### Data supplied
=====

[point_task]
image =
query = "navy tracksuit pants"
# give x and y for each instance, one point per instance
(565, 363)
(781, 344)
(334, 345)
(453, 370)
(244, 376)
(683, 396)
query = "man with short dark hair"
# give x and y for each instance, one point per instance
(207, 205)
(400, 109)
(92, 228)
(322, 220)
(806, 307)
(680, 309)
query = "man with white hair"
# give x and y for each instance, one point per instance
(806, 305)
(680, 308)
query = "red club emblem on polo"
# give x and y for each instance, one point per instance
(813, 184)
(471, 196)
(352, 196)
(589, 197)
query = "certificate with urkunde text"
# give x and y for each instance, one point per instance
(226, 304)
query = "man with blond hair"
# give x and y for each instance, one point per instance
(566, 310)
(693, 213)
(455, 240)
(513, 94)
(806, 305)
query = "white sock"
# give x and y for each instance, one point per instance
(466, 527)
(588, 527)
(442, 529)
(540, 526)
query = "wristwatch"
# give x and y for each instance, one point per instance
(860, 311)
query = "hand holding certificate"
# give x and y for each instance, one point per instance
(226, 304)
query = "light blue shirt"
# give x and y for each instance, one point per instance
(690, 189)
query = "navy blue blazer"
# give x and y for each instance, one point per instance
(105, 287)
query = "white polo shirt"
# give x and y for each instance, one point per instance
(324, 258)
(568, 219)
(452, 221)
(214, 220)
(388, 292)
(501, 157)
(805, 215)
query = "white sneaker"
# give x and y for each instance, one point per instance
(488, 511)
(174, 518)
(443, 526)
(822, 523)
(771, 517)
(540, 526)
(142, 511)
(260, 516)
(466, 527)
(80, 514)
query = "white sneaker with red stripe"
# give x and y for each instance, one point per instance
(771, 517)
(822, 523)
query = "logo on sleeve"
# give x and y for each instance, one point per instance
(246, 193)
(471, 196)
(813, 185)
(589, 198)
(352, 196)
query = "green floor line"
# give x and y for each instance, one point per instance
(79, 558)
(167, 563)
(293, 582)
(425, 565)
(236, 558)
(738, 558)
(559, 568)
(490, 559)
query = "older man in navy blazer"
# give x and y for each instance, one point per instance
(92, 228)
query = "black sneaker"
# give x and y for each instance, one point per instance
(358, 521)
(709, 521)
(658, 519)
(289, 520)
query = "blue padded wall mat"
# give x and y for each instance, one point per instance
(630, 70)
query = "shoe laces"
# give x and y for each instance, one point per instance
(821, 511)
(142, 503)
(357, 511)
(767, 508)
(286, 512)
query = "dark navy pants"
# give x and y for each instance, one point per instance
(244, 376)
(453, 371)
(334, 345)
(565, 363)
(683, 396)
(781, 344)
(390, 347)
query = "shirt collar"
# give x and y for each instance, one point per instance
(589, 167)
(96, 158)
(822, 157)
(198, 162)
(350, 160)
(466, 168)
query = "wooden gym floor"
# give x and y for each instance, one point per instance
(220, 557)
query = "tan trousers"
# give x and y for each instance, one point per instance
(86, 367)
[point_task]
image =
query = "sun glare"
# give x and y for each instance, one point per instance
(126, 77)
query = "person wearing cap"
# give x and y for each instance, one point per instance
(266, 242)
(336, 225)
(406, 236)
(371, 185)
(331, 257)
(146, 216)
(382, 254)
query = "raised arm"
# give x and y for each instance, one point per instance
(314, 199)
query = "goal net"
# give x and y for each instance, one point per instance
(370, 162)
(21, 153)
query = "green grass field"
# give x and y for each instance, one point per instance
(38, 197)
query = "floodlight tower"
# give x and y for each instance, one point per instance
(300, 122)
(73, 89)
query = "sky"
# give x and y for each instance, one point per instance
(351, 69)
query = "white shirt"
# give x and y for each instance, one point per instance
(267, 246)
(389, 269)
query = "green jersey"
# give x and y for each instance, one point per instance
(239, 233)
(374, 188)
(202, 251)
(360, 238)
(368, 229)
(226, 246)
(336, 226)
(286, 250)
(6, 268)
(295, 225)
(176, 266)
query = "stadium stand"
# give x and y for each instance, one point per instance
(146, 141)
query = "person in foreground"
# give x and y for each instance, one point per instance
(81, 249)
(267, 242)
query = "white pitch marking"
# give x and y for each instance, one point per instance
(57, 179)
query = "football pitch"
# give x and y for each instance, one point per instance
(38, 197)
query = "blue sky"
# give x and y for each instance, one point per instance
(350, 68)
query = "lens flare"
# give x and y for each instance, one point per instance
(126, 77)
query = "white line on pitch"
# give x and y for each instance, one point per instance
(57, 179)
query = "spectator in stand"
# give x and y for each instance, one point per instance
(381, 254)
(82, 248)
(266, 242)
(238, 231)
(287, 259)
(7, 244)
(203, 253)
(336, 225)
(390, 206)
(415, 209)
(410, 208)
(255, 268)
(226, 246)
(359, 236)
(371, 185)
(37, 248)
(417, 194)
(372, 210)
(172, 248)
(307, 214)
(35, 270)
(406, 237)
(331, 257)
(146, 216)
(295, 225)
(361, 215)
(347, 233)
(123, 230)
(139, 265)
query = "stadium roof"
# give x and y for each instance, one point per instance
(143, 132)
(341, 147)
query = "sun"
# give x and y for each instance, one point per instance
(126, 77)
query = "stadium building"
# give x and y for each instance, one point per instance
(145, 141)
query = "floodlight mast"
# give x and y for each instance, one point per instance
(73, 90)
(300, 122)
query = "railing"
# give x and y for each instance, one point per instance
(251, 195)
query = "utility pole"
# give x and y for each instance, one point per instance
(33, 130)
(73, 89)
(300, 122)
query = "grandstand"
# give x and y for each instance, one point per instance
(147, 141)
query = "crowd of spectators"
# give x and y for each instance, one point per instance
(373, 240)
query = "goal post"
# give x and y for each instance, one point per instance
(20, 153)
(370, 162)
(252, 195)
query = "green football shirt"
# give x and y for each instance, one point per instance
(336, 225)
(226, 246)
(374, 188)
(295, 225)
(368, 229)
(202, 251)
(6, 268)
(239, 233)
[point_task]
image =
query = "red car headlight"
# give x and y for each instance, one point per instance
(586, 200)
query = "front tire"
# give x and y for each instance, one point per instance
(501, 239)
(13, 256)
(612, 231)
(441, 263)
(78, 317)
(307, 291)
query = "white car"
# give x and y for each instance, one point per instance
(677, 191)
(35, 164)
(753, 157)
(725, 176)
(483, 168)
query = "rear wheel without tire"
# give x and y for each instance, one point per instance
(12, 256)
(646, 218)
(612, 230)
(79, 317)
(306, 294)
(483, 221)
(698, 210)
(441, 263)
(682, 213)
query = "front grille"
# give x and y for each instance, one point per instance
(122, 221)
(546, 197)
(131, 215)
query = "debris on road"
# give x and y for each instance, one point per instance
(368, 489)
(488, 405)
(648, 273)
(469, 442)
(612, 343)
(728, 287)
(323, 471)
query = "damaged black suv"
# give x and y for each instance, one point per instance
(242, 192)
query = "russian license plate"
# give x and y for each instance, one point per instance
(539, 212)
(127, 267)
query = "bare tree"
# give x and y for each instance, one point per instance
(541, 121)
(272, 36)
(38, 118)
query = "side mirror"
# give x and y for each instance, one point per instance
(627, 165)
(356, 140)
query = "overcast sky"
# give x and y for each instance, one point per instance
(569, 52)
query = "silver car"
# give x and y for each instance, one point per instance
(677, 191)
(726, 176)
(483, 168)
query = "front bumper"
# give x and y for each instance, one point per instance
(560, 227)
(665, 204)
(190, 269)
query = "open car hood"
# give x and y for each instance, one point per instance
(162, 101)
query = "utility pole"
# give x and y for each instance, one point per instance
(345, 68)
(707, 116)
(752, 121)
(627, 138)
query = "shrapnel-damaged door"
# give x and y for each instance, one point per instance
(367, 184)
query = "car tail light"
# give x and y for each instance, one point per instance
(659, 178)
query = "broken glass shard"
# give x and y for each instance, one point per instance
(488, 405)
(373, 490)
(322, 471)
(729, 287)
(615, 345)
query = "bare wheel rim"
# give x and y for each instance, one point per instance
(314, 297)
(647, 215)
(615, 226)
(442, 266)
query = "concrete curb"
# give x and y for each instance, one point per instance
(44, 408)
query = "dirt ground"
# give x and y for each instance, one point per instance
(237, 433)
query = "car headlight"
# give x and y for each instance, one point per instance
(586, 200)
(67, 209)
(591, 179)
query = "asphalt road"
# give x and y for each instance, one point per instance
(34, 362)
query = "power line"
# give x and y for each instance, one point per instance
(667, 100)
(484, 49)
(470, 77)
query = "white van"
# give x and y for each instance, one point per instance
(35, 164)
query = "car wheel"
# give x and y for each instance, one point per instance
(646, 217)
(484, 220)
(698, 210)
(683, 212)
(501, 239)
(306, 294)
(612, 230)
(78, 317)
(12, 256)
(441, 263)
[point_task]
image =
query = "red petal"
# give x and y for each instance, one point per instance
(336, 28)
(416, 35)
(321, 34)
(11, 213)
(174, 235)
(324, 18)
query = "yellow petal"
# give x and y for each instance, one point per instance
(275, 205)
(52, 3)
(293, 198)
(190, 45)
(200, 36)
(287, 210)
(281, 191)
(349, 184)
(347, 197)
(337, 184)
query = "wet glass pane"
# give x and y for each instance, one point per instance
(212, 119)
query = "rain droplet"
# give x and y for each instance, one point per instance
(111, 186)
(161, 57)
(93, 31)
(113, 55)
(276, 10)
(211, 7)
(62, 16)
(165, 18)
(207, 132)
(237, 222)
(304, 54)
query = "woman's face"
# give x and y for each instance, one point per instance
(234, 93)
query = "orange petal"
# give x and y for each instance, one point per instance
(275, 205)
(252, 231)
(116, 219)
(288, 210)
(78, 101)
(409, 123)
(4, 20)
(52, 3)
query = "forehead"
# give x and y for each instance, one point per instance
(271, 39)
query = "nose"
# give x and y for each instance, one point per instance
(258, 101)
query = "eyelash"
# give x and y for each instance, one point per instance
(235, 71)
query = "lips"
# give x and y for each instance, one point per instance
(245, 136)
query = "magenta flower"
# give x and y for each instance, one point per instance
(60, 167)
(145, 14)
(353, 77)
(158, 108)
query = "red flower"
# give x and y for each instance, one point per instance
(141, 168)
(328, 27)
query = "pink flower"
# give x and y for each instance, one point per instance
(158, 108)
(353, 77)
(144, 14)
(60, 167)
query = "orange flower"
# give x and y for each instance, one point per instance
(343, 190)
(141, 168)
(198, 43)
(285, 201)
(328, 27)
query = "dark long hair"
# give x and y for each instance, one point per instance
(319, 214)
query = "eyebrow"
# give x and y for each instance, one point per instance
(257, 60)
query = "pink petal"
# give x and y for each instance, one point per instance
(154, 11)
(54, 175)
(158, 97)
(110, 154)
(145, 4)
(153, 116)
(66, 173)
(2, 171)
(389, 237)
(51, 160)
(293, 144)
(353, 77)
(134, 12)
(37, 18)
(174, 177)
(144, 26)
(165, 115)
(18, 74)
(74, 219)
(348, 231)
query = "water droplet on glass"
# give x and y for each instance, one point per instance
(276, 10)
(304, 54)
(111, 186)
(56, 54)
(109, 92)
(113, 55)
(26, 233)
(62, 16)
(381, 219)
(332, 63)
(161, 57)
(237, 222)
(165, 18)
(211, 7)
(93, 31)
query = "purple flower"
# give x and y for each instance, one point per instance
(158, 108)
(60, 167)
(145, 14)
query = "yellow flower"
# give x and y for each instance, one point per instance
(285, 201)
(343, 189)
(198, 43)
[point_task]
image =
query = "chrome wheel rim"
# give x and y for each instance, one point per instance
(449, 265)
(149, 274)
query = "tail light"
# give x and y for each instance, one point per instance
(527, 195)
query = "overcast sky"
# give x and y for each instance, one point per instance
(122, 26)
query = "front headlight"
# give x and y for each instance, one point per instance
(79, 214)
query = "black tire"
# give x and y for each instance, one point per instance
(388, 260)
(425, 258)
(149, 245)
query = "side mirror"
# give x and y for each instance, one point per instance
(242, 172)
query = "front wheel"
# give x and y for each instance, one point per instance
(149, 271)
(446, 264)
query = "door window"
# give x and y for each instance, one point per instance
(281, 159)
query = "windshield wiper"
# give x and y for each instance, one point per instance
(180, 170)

=====

### Exercise goal
Reproduce exactly, please, only the lines from the start of the data above to the line that contains "club emblem on", with both ends kept.

### Response to this exercise
[point_task]
image =
query = "navy tracksuit pants"
# give x and y for each instance, one point per instance
(565, 363)
(781, 344)
(334, 345)
(453, 370)
(244, 376)
(683, 396)
query = "man with short dark hair"
# give x and y for each instance, one point per instance
(207, 205)
(400, 109)
(92, 228)
(322, 220)
(806, 307)
(680, 309)
query = "man with white hair"
# give x and y for each instance, one point per instance
(806, 305)
(680, 308)
query = "red club emblem on polo"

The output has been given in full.